*Exercise description*
Return every one of the entries below word for word, line by line.

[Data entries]
● ● ● ●

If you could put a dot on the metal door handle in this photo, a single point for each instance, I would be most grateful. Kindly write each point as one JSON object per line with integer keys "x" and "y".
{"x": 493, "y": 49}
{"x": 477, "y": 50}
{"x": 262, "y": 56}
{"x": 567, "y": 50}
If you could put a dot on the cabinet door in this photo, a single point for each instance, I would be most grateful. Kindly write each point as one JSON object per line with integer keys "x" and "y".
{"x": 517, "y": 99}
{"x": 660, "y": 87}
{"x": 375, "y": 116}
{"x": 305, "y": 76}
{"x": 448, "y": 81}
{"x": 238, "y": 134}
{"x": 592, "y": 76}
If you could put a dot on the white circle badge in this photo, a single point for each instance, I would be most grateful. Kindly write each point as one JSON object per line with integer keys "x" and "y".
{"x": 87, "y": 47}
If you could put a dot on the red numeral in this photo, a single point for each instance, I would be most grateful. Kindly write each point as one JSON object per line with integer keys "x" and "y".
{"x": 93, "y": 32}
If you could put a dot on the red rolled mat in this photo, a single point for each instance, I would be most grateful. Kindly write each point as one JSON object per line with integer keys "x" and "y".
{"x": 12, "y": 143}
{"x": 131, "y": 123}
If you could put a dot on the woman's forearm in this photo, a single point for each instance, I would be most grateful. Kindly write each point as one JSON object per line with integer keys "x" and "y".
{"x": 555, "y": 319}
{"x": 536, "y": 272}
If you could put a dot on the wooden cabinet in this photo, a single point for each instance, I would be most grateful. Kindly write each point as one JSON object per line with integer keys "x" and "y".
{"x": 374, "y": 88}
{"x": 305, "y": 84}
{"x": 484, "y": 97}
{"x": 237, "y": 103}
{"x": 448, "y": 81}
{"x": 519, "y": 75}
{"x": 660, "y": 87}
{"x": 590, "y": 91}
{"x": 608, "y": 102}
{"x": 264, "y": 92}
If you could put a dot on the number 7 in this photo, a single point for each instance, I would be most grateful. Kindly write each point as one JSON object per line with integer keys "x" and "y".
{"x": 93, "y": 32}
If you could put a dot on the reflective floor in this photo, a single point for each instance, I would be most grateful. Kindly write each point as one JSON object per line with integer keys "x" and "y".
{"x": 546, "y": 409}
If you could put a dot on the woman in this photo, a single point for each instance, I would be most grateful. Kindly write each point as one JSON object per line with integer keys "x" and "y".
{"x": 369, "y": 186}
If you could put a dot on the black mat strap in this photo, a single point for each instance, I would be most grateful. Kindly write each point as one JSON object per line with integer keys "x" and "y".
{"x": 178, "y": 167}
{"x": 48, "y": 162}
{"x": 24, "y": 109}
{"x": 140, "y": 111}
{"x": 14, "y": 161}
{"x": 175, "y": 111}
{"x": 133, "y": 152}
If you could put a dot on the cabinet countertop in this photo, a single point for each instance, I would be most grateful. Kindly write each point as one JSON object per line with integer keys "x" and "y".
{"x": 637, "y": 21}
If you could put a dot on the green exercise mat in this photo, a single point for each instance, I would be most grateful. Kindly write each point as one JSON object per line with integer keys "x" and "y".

● ● ● ●

*Output of the exercise*
If you could put a dot on the metal door handle in this photo, a single point for each instance, I would be most grateful. Kindly write each point as one JSON object per line with integer keys "x" and "y".
{"x": 493, "y": 49}
{"x": 477, "y": 50}
{"x": 262, "y": 56}
{"x": 567, "y": 50}
If you could put a dot on the cabinet door in this photo, a single point for each instance, I would be most grateful. Kindly write each point as one JSON object per line with integer keys "x" and "y".
{"x": 517, "y": 99}
{"x": 660, "y": 87}
{"x": 375, "y": 116}
{"x": 305, "y": 76}
{"x": 448, "y": 81}
{"x": 238, "y": 134}
{"x": 592, "y": 76}
If you could put a dot on the white circle badge in this photo, a single point for each instance, I would be most grateful. Kindly write each point as one JSON object per line with integer keys "x" and "y".
{"x": 87, "y": 47}
If you could put a dot on the red numeral in this photo, a single point for each instance, I would be most grateful. Kindly write each point as one JSON object per line with integer keys "x" and "y".
{"x": 93, "y": 32}
If you could put a dot on the red rolled mat in this photo, a single point for each instance, I would be most grateful. Kindly write each point as one JSON object per line with integer keys "x" and "y".
{"x": 12, "y": 143}
{"x": 131, "y": 123}
If you could put a dot on the woman's forearm in this photo, a single point for each instance, I would be most grateful. Kindly write each point as one JSON object per line with integer keys "x" and "y".
{"x": 555, "y": 319}
{"x": 536, "y": 272}
If you could put a dot on the wooden cabinet in this photo, a single point for each instance, I would be most grateful. Kindly write each point as one JSON object per line with integer keys "x" and "y".
{"x": 374, "y": 88}
{"x": 305, "y": 84}
{"x": 484, "y": 97}
{"x": 237, "y": 103}
{"x": 448, "y": 81}
{"x": 519, "y": 75}
{"x": 660, "y": 87}
{"x": 590, "y": 91}
{"x": 608, "y": 102}
{"x": 264, "y": 92}
If you could put a dot on the number 7 in this photo, a single point for each instance, I would be most grateful. Kindly write each point as one JSON object per line with integer keys "x" and "y".
{"x": 93, "y": 32}
If you could put a dot on the reflective floor in this photo, a single point for each instance, I would be most grateful. Kindly write each point as one JSON object per line with integer keys "x" and "y".
{"x": 546, "y": 409}
If you could put a dot on the woman in this photo, a single point for each instance, I would be most grateful. Kindly write each point as one JSON object per line with integer keys "x" and "y".
{"x": 369, "y": 186}
If you could put a dot on the black mat strap in this photo, a single point for each instance, I would be most grateful. Kindly write each point as one JSON object per line with integer keys "x" and "y".
{"x": 178, "y": 167}
{"x": 48, "y": 162}
{"x": 24, "y": 109}
{"x": 140, "y": 111}
{"x": 14, "y": 161}
{"x": 175, "y": 111}
{"x": 133, "y": 152}
If you could put a dot on the cabinet countertop in this photo, a single point for each instance, I would be most grateful. Kindly write each point as one JSON object per line with integer keys "x" and "y".
{"x": 637, "y": 21}
If you could put a dot on the green exercise mat in this photo, a single point for each instance, I would be most grateful. Kindly write each point as one JSON object per line with integer keys "x" and "y".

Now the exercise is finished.